What RPM, TPM, and TPD Mean — and Which One Is Actually Constraining You
OpenAI enforces three independent rate limit dimensions for embedding API calls. RPM (requests per minute) limits how many API calls you can make regardless of their size. TPM (tokens per minute) limits the total token volume across all requests in a rolling one-minute window. TPD (tokens per day) limits total token consumption in a 24-hour period. When you hit any one of these limits, the API returns a 429 Too Many Requests error with a response header indicating which limit was exceeded and when it resets.
The binding constraint in practice depends on your batching strategy. The OpenAI embeddings API accepts batches of up to 2048 input strings in a single request. A developer sending one string per request with frequent calls will hit RPM before TPM — at 3,000 RPM with an average of 100 tokens per request, they max out at 300,000 tokens per minute, well below the 1,000,000 TPM ceiling. The same developer batching 200 strings per request (each ~100 tokens) would need only 15 requests per minute to generate 300,000 tokens per minute, using 0.5% of their RPM but 30% of their TPM. In general, maximizing batch size is the right strategy to avoid RPM limits — the embedding API is designed for batch inputs, and single-string requests are inefficient both in cost and quota utilization.

----------

Write what comes next in the piece on OpenAI embedding rate limits, picking up after its last sentence. The lines that come next are taken from a different source.

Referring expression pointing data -
----------

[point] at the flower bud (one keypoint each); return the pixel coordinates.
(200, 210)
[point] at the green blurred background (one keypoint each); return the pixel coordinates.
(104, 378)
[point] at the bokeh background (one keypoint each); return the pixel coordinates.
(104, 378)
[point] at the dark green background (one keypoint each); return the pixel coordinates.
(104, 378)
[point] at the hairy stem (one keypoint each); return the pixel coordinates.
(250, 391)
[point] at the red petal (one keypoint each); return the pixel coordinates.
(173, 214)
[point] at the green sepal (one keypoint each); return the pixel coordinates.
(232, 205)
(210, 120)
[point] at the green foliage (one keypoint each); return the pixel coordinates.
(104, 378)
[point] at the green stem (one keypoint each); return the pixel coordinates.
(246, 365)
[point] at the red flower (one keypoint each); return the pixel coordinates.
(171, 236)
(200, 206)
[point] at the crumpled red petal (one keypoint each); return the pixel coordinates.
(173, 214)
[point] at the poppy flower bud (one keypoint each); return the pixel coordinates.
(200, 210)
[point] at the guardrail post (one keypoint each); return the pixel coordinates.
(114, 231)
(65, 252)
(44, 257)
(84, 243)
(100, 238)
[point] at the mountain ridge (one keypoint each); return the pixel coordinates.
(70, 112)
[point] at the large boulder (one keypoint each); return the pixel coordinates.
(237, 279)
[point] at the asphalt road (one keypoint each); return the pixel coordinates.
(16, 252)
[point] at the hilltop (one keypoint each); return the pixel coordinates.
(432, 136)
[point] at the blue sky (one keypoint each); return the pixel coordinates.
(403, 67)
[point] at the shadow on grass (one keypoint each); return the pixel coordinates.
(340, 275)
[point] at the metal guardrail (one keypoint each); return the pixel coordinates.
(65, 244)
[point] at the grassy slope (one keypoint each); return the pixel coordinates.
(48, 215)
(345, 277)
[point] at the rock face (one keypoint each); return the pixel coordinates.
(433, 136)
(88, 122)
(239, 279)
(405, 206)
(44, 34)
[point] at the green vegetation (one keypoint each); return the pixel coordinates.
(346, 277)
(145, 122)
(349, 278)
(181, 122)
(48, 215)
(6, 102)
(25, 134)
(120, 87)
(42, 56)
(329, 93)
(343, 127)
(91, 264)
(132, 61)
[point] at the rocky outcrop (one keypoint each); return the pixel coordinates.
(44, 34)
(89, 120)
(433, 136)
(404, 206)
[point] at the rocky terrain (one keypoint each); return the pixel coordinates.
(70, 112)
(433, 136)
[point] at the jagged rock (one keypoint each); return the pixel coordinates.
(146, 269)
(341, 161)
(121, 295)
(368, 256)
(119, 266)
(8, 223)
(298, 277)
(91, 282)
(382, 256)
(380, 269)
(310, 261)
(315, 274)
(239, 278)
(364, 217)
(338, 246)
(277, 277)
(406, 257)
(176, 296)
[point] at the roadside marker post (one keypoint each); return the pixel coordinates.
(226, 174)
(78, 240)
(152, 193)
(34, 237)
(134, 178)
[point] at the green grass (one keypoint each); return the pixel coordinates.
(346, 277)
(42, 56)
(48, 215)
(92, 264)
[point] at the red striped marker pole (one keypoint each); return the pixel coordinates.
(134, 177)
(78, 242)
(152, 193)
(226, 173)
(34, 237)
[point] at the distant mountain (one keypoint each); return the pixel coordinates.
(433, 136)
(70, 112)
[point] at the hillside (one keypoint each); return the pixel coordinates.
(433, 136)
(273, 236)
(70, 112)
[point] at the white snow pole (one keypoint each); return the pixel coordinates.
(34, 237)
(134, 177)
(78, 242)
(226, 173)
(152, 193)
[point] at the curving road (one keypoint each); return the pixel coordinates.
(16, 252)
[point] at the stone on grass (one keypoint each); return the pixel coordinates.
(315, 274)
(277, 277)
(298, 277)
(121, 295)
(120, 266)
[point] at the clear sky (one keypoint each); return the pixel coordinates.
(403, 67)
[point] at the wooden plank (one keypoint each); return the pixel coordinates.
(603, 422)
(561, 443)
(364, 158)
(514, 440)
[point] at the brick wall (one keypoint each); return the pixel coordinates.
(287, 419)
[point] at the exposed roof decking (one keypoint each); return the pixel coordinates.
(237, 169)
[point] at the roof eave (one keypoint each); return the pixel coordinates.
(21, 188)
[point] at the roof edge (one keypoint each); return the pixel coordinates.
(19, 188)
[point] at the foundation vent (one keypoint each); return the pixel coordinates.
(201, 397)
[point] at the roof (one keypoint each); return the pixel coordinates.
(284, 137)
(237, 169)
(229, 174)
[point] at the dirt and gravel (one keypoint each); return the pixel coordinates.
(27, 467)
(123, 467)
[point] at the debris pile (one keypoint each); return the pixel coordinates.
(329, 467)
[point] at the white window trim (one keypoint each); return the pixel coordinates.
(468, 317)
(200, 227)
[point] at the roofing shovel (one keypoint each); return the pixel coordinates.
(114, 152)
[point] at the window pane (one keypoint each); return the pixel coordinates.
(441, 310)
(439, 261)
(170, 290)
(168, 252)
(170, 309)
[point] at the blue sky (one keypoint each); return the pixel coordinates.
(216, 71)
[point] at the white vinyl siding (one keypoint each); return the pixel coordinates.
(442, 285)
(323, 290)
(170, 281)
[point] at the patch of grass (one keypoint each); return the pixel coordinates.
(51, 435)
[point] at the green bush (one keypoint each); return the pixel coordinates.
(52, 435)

----------

Exercise output -
TPD is the most relevant constraint for teams doing large initial corpus indexing runs on Tier 1 accounts. At 3,000,000 tokens per day and an average document chunk size of 300 tokens, a Tier 1 account can index approximately 10,000 document chunks per day through the synchronous API. This is meaningful: a corpus of 100,000 chunks would take 10 days to index at Tier 1 without the Batch API. Teams that need to accelerate this either need to upgrade their tier (which requires spending to reach Tier 2 and above) or use the Batch API, which has a separate daily quota. The Batch API approach is almost always the right answer for initial indexing workloads, as discussed in the Batch API section below.